◆ **ACTION ITEM**
Each record that comes next should be output exactly; pictures do not belong in the copy.

◆ **RECORDED INFORMATION**
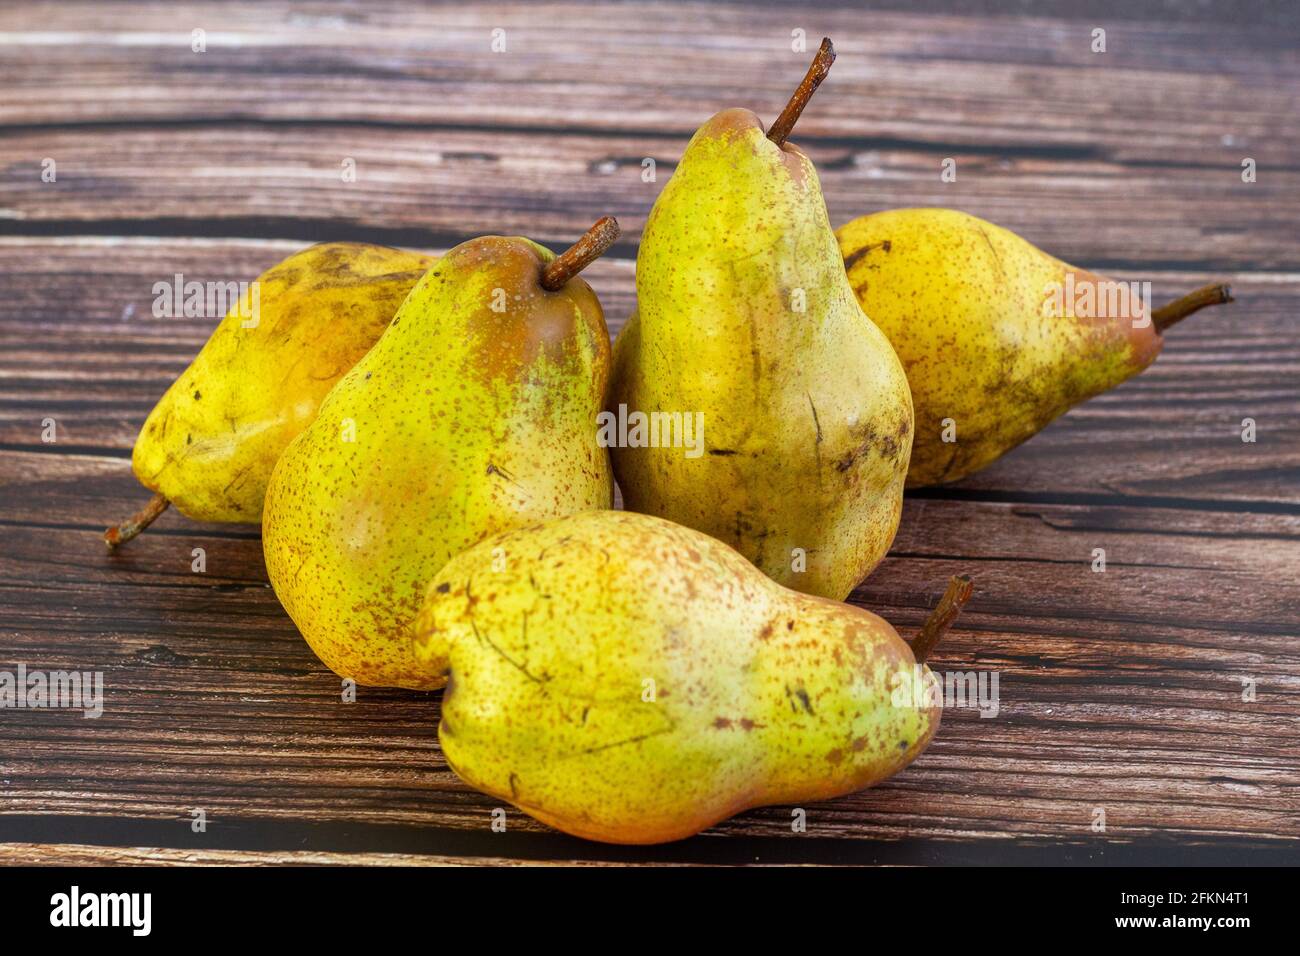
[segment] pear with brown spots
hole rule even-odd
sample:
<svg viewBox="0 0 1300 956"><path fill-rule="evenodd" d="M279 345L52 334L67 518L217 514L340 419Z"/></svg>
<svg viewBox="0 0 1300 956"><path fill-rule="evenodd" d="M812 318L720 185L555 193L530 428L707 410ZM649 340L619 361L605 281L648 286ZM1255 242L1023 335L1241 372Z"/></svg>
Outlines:
<svg viewBox="0 0 1300 956"><path fill-rule="evenodd" d="M131 467L155 495L104 532L109 548L171 504L196 521L261 521L280 453L379 341L433 262L417 252L331 242L258 276L145 420Z"/></svg>
<svg viewBox="0 0 1300 956"><path fill-rule="evenodd" d="M601 220L559 257L501 236L452 249L280 458L267 572L335 673L440 687L411 653L438 569L487 535L611 506L595 428L609 332L576 273L617 233Z"/></svg>
<svg viewBox="0 0 1300 956"><path fill-rule="evenodd" d="M1140 289L953 209L895 209L838 233L849 281L907 369L908 487L957 481L1141 372L1211 285L1149 311Z"/></svg>
<svg viewBox="0 0 1300 956"><path fill-rule="evenodd" d="M415 653L447 681L438 740L467 783L576 836L661 843L907 766L939 726L924 659L970 593L954 579L909 647L706 534L589 512L453 558Z"/></svg>
<svg viewBox="0 0 1300 956"><path fill-rule="evenodd" d="M613 451L628 509L839 600L898 530L912 399L849 287L817 171L785 141L832 58L823 41L766 134L732 109L691 139L645 226L607 407L630 426Z"/></svg>

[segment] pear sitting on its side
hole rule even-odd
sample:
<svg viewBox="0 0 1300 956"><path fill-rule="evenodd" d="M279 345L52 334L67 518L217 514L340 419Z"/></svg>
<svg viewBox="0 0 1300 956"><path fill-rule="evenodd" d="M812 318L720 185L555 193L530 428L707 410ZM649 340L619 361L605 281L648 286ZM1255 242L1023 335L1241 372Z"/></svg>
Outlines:
<svg viewBox="0 0 1300 956"><path fill-rule="evenodd" d="M629 510L839 600L898 530L912 400L844 275L817 170L786 142L833 59L824 40L766 133L731 109L691 138L646 222L608 409L702 423L700 455L662 435L613 450Z"/></svg>
<svg viewBox="0 0 1300 956"><path fill-rule="evenodd" d="M335 673L442 686L410 632L438 569L487 535L613 504L596 436L609 331L577 273L617 235L606 218L558 257L502 236L452 249L281 456L266 570Z"/></svg>
<svg viewBox="0 0 1300 956"><path fill-rule="evenodd" d="M131 467L156 492L104 532L112 550L169 504L196 521L256 524L280 453L379 340L429 256L331 242L258 276L154 406Z"/></svg>
<svg viewBox="0 0 1300 956"><path fill-rule="evenodd" d="M448 682L438 740L467 783L566 833L662 843L907 766L939 725L923 662L970 593L953 579L909 648L708 535L589 512L453 558L415 650Z"/></svg>
<svg viewBox="0 0 1300 956"><path fill-rule="evenodd" d="M858 301L912 386L909 488L985 467L1145 369L1169 326L1232 301L1211 285L1148 312L1133 283L951 209L875 213L837 235Z"/></svg>

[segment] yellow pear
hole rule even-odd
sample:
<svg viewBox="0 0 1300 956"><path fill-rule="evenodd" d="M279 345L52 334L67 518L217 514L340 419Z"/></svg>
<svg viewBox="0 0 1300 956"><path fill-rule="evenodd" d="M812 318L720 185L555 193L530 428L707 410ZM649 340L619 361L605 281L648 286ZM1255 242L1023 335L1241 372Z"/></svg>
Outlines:
<svg viewBox="0 0 1300 956"><path fill-rule="evenodd" d="M894 539L912 402L844 275L817 171L785 140L833 58L823 41L766 134L732 109L691 139L646 223L607 409L629 510L838 600Z"/></svg>
<svg viewBox="0 0 1300 956"><path fill-rule="evenodd" d="M908 487L985 467L1145 369L1169 326L1231 301L1227 286L1211 285L1150 312L1134 283L952 209L875 213L837 235L858 301L907 369Z"/></svg>
<svg viewBox="0 0 1300 956"><path fill-rule="evenodd" d="M438 569L487 535L613 503L595 427L609 332L576 273L617 235L606 218L559 257L501 236L452 249L281 456L266 569L335 673L441 686L410 632Z"/></svg>
<svg viewBox="0 0 1300 956"><path fill-rule="evenodd" d="M415 653L447 681L438 739L467 783L576 836L660 843L907 766L939 725L924 659L970 593L953 579L909 648L706 534L589 512L448 562Z"/></svg>
<svg viewBox="0 0 1300 956"><path fill-rule="evenodd" d="M280 453L433 263L416 252L331 242L258 276L145 420L131 467L156 494L104 532L109 548L169 504L196 521L260 521Z"/></svg>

◆ **SOLVED EXERCISE**
[segment] pear with brown spots
hole rule even-odd
sample:
<svg viewBox="0 0 1300 956"><path fill-rule="evenodd" d="M279 345L52 334L67 518L217 514L340 419Z"/></svg>
<svg viewBox="0 0 1300 956"><path fill-rule="evenodd" d="M812 318L720 185L555 193L530 428L707 410ZM649 340L619 361L605 281L648 286ZM1255 242L1023 335L1241 372Z"/></svg>
Outlines:
<svg viewBox="0 0 1300 956"><path fill-rule="evenodd" d="M131 467L155 495L104 532L109 548L171 504L196 521L261 521L280 453L379 341L433 262L417 252L331 242L258 276L145 420Z"/></svg>
<svg viewBox="0 0 1300 956"><path fill-rule="evenodd" d="M601 220L559 257L501 236L452 249L280 458L267 572L335 673L440 687L411 653L438 569L487 535L611 506L595 428L609 332L576 273L617 233Z"/></svg>
<svg viewBox="0 0 1300 956"><path fill-rule="evenodd" d="M1140 289L953 209L895 209L838 233L849 281L907 369L908 487L957 481L1141 372L1211 285L1149 311Z"/></svg>
<svg viewBox="0 0 1300 956"><path fill-rule="evenodd" d="M415 653L447 681L438 740L467 783L576 836L661 843L907 766L939 726L924 659L970 593L954 579L909 647L706 534L589 512L453 558Z"/></svg>
<svg viewBox="0 0 1300 956"><path fill-rule="evenodd" d="M613 451L628 509L839 600L898 530L912 399L849 287L817 171L785 141L832 58L823 41L766 134L732 109L691 139L645 226L607 407L630 426Z"/></svg>

[segment] pear sitting on its side
hole rule even-odd
sample:
<svg viewBox="0 0 1300 956"><path fill-rule="evenodd" d="M279 345L52 334L67 518L217 514L340 419Z"/></svg>
<svg viewBox="0 0 1300 956"><path fill-rule="evenodd" d="M812 318L720 185L555 193L530 428L707 410ZM649 340L619 361L605 281L648 286ZM1255 242L1023 335L1241 372Z"/></svg>
Outlines:
<svg viewBox="0 0 1300 956"><path fill-rule="evenodd" d="M629 510L839 600L898 530L912 400L844 275L817 170L786 142L833 59L824 40L766 133L731 109L691 138L646 222L608 409L702 423L700 455L662 435L613 450Z"/></svg>
<svg viewBox="0 0 1300 956"><path fill-rule="evenodd" d="M335 673L442 686L410 632L438 569L487 535L613 504L596 436L609 331L577 273L617 235L606 218L558 257L502 236L452 249L281 456L266 570Z"/></svg>
<svg viewBox="0 0 1300 956"><path fill-rule="evenodd" d="M131 467L156 492L104 532L112 550L169 504L196 521L256 524L280 453L379 340L429 256L331 242L258 276L154 406Z"/></svg>
<svg viewBox="0 0 1300 956"><path fill-rule="evenodd" d="M448 682L438 740L467 783L566 833L662 843L907 766L939 725L923 662L970 593L953 579L909 648L708 535L589 512L453 558L415 650Z"/></svg>
<svg viewBox="0 0 1300 956"><path fill-rule="evenodd" d="M858 301L912 386L909 488L985 467L1145 369L1169 326L1232 301L1211 285L1148 312L1133 283L951 209L875 213L837 235Z"/></svg>

[segment] yellow pear
hole rule even-odd
sample:
<svg viewBox="0 0 1300 956"><path fill-rule="evenodd" d="M279 345L52 334L67 518L217 514L340 419Z"/></svg>
<svg viewBox="0 0 1300 956"><path fill-rule="evenodd" d="M812 318L720 185L555 193L530 428L707 410ZM649 340L619 361L605 281L648 286ZM1255 242L1023 335L1241 372Z"/></svg>
Outlines:
<svg viewBox="0 0 1300 956"><path fill-rule="evenodd" d="M894 539L912 402L844 275L817 171L785 140L833 58L823 41L766 134L732 109L691 139L646 223L607 409L629 510L838 600Z"/></svg>
<svg viewBox="0 0 1300 956"><path fill-rule="evenodd" d="M908 487L985 467L1145 369L1169 326L1231 301L1227 286L1211 285L1150 312L1134 283L952 209L875 213L837 235L858 301L907 369Z"/></svg>
<svg viewBox="0 0 1300 956"><path fill-rule="evenodd" d="M438 569L487 535L613 503L595 427L609 332L576 273L617 235L606 218L559 257L501 236L452 249L281 456L266 569L335 673L441 686L410 632Z"/></svg>
<svg viewBox="0 0 1300 956"><path fill-rule="evenodd" d="M415 653L447 681L438 739L467 783L576 836L660 843L907 766L939 725L924 659L970 593L953 579L909 648L706 534L589 512L448 562Z"/></svg>
<svg viewBox="0 0 1300 956"><path fill-rule="evenodd" d="M280 453L433 263L416 252L331 242L258 276L145 420L131 467L156 494L104 532L109 548L169 504L196 521L260 521Z"/></svg>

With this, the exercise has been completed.